Please return each line of the records below that contains the word "snow". Case counts.

Provided data start

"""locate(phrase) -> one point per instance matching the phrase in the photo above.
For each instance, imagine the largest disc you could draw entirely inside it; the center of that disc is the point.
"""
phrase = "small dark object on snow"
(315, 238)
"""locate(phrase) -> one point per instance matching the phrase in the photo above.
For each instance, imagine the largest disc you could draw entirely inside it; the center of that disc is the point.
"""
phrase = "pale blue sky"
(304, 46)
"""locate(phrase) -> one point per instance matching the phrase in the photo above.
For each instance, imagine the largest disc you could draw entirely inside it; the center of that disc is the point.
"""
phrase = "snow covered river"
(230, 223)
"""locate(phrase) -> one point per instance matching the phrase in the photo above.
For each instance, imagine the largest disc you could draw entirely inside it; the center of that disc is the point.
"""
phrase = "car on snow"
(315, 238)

Provided data end
Provided data start

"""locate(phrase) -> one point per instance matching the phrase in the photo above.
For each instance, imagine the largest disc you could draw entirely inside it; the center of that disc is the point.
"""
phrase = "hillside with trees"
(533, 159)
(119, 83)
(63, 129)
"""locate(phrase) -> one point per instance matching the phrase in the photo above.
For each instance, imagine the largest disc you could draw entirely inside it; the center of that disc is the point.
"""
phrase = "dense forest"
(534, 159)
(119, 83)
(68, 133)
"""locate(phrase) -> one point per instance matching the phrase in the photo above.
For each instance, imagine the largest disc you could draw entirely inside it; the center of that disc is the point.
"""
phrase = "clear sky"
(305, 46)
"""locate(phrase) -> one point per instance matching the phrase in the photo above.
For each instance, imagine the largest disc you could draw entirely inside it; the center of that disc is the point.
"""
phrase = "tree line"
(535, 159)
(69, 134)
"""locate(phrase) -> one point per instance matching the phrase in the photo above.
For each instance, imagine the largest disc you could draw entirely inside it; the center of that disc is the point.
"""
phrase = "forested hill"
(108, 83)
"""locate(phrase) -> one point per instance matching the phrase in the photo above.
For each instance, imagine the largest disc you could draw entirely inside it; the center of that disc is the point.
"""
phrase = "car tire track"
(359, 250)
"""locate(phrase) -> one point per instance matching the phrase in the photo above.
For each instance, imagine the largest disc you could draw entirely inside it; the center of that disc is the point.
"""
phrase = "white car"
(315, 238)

Provided data end

**Written response:**
phrase = "small dark object on snow"
phrase = "snow covered river"
phrase = "car on snow"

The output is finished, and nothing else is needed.